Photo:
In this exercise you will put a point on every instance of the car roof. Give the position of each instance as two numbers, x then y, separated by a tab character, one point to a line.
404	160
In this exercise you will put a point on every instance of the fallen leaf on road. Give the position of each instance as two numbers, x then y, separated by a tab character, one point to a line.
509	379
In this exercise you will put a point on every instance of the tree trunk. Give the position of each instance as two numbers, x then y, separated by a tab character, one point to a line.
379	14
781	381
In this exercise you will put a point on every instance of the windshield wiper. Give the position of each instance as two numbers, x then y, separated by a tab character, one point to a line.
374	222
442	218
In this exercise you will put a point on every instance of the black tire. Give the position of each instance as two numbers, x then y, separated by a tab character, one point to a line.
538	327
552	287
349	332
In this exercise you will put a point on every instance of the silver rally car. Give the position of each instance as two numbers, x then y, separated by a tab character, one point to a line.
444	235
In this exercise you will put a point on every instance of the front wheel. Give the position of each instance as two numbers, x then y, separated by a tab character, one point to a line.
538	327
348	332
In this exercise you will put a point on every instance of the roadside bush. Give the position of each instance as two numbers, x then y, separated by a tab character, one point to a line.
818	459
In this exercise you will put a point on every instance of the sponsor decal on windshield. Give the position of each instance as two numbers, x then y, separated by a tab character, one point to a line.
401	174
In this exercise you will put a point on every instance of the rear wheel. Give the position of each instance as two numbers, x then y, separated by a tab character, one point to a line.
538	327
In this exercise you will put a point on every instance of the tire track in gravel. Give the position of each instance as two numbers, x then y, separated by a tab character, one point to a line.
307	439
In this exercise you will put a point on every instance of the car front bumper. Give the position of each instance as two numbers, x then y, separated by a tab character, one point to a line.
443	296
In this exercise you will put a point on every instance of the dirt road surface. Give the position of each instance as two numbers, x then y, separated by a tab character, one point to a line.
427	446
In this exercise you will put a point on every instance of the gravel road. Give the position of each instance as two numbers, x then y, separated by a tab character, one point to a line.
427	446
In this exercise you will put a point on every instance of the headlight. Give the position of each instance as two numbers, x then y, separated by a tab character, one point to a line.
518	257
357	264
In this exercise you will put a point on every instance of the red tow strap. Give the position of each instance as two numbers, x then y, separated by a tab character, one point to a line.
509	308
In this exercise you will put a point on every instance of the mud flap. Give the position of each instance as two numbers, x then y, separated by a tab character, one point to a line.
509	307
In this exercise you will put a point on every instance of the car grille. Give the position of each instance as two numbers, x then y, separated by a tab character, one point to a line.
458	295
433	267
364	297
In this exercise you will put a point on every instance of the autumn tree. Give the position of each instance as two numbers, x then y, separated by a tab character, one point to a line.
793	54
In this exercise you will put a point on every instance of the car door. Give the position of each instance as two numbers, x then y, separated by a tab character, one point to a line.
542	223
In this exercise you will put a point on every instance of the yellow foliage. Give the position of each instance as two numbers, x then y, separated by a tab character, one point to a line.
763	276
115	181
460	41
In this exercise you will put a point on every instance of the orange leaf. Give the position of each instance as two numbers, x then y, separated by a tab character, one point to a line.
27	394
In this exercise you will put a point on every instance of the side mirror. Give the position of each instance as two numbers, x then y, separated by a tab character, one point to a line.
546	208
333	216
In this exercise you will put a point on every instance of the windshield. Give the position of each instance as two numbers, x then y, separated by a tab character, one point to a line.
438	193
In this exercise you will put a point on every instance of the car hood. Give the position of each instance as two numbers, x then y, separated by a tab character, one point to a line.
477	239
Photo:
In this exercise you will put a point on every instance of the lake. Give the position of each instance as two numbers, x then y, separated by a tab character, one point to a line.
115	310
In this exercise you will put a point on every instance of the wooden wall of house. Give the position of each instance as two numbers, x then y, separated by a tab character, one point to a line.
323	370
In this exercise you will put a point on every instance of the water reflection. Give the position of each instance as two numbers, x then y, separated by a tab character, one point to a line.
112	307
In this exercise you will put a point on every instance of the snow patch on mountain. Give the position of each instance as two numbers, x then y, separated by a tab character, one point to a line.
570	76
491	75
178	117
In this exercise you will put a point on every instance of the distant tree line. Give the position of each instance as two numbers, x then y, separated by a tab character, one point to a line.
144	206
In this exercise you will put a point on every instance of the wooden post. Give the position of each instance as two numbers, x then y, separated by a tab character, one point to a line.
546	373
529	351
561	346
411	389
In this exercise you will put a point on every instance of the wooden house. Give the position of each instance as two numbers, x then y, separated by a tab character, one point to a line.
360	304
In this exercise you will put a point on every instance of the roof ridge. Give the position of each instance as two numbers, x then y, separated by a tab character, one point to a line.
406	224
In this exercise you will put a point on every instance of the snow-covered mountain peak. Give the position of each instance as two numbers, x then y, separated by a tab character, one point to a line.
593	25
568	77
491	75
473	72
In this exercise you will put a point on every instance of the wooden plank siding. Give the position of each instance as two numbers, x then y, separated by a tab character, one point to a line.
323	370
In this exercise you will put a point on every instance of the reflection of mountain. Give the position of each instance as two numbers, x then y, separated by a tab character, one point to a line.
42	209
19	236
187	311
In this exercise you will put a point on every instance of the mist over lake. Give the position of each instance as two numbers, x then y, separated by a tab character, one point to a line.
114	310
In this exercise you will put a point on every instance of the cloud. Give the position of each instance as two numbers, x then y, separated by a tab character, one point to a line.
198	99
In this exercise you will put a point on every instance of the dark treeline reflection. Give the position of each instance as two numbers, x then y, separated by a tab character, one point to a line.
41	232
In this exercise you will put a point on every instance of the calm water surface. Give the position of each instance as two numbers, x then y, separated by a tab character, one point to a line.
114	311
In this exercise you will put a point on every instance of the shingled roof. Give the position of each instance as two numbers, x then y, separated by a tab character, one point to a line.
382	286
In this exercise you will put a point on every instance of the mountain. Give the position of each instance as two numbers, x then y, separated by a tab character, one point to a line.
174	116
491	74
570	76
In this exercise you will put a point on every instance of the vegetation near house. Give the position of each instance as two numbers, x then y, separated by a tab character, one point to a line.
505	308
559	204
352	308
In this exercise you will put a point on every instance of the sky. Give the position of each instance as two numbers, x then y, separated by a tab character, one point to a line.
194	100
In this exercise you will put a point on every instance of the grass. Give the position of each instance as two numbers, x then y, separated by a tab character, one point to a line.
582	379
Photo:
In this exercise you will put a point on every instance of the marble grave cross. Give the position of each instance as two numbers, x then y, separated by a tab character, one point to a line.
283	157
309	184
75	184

####################

Written problem
Rewrite all of the records above, replacing "a tab character" with "a comma" each time it appears and leaving everything else unchanged.

Written reply
Photo:
In this exercise you will put a point on every instance of the car roof. Give the position of each instance as two numbers, x then y, separated by a comma, one point to a line.
404	160
In this exercise you will put a point on every instance of the fallen leaf on road. Give the position of each instance as two numbers, x then y, separated by a comma, one point to a line.
509	379
In this exercise you will put a point on every instance of the tree trunk. Give the position of each instance as two numbers, x then y, separated by a comma, one point to a line.
379	14
781	381
In this exercise you will put a point on every instance of the windshield wiper. Give the position of each instance as two numbers, x then y, separated by a comma, one point to a line.
374	222
442	218
In this exercise you will put a point on every instance of the black tire. Give the position of each instance as two numbers, x then y, separated by a comma, one point to a line.
538	327
552	287
349	332
In this exercise you will put a point on every instance of the silver rally car. Give the position of each instance as two numbers, x then y, separated by a comma, one point to a line.
444	235
In this exercise you will put a point on every instance of the front wheel. Give the position of each instance as two numbers, x then y, separated by a comma, one point to a line.
538	327
348	332
In this exercise you will put a point on every instance of the roadside bush. Give the position of each instance as two numbers, x then y, separated by a comma, one point to a line.
818	459
In this exercise you will put a point on every instance of the sponsor decal on windshield. Give the position of each instance as two numbers, x then y, separated by a comma, one point to a line.
401	174
In this exercise you will put a point on every instance of the rear wheel. Give the position of each instance as two numbers, x then y, separated by a comma, one point to a line.
538	327
In this exercise you will put a point on every instance of the tire track in gravel. Give the position of each instance as two numbers, x then y, separated by a comma, one point to a line.
307	439
In this exercise you will put a point on every instance of the car front bumper. Give the position of each instance as two numbers, x then y, separated by a comma, one point to a line.
443	296
In this exercise you will put a point on every instance of the dirt road surface. Give the position of each instance as two numbers, x then y, separated by a comma, one point to a line.
427	446
In this exercise you will put a point on every instance of the gravel road. Give the position of each instance as two numbers, x then y, separated by a comma, one point to a line.
427	446
In this exercise you will put a point on every instance of the headlight. Give the position of each instance as two numbers, x then y, separated by a comma, one point to a line.
518	257
357	264
In this exercise you will put a point on every instance of the red tow strap. Give the position of each instance as two numbers, x then y, separated by a comma, one point to a line.
509	308
In this exercise you will put a point on every instance of the mud flap. Give the position of each instance as two numbers, x then y, separated by a comma, one point to a line.
509	307
In this exercise you will put a point on every instance of the car grille. Give the position of each instance as two numbers, x then y, separated by a comma, one point to a line.
458	295
433	267
364	297
In this exercise you will put a point on every instance of the autumn tree. Give the position of each instance as two numbers, x then y, separated by a comma, one point to a line.
793	54
In this exercise you will put a point on every instance of the car door. Give the position of each instance as two numbers, x then y, separated by a comma, one point to a line.
542	223
In this exercise you will put a point on every instance of the yellow foliage. Give the position of each instance as two numbers, x then y, separated by a comma, one point to a line.
763	276
115	181
460	41
In this exercise you will put a point on every instance of the orange leaf. Give the position of each instance as two numbers, x then y, separated by a comma, one point to a line.
27	394
In this exercise you will put a point on every instance of the side mirror. Give the position of each instance as two numbers, x then y, separated by a comma, one point to a line.
546	208
333	216
In this exercise you will put a point on every instance of the windshield. Give the position of each instance as two numbers, x then y, separated by a comma, one point to a line.
438	193
In this exercise you will put a point on every instance of the car hood. Give the position of each instance as two numbers, x then y, separated by a comma, one point to a line.
477	239
Photo:
In this exercise you will put a point on every instance of the lake. Give the position of each instance as two numbers, x then y, separated by a comma, one point to a line.
115	310
In this exercise you will put a point on every instance of the wooden wall of house. Give the position of each instance as two numbers, x then y, separated by a comma, one point to a line.
323	370
In this exercise you will put a point on every instance of the water reflection. Give the position of each instance as two numbers, x then y, separated by a comma, one point to a line.
112	307
In this exercise you will put a point on every instance of the snow patch on mountain. Give the position of each instance as two numbers, x then y, separated by a comma, one point to a line.
570	76
491	75
178	117
In this exercise you will put a point on every instance of the distant tree line. Give the position of each instance as two numbers, x then y, separated by a comma, one point to a line.
144	206
In this exercise you will put a point on every instance of the wooden post. Give the position of each instance as two numbers, x then y, separated by a comma, one point to a line.
546	373
529	351
561	346
411	389
In this exercise you will put a point on every instance of the wooden house. Give the position of each instance as two numbers, x then y, separated by a comma, one point to a line.
360	304
In this exercise you will put a point on every instance of the roof ridge. Give the position of each instance as two numbers, x then y, separated by a comma, one point to a line.
406	224
In this exercise you will put a point on every instance of the snow-covered mountain peak. Give the position of each instance as two numbers, x then y, separated by a comma, one point to a line.
593	25
568	77
491	75
473	72
In this exercise you will put a point on every instance of the wooden plank siding. Give the position of each instance as two numbers, x then y, separated by a comma, one point to a line.
323	370
In this exercise you will put a point on every instance of the reflection of mountain. Give the position of each instance as two numbers, x then y, separated by a comma, one point to a line.
42	209
19	236
187	311
In this exercise you will put a point on every instance of the mist over lake. Give the position of each instance as two numbers, x then y, separated by a comma, one point to a line.
114	310
In this exercise you will put a point on every instance of the cloud. Give the position of each instance as two numbers, x then y, separated by a comma, one point to a line.
198	99
In this exercise you will put a point on every instance of the dark treeline reflection. Give the position of each instance as two numbers, x then y, separated by a comma, one point to a line.
41	232
In this exercise you will put a point on every instance of the calm water surface. Give the position of each instance as two numbers, x then y, separated by a comma, one point to a line.
114	311
In this exercise you will put a point on every instance of the shingled roof. Give the position of each instance as two numbers, x then y, separated by a comma, one point to a line.
382	286
In this exercise you will put a point on every instance of the mountain. Give the position of each instance as two numbers, x then y, separated by a comma, one point to a line.
174	116
491	74
570	76
In this exercise you will put a point on every instance of the vegetation near house. Give the position of each instance as two numbers, x then y, separated by a comma, one point to a line.
505	308
559	204
352	308
In this exercise you will put a point on every instance of the sky. Give the position of each instance as two numbers, x then y, separated by a comma, one point to a line.
194	100
In this exercise you will put a point on every instance of the grass. Give the position of each instance as two numbers, x then y, separated by a comma, one point to a line.
582	379
Photo:
In this exercise you will put a point on every instance of the marble grave cross. Give the position of each instance as two numbers, x then y, separated by a comma, one point to a line.
283	157
309	184
75	184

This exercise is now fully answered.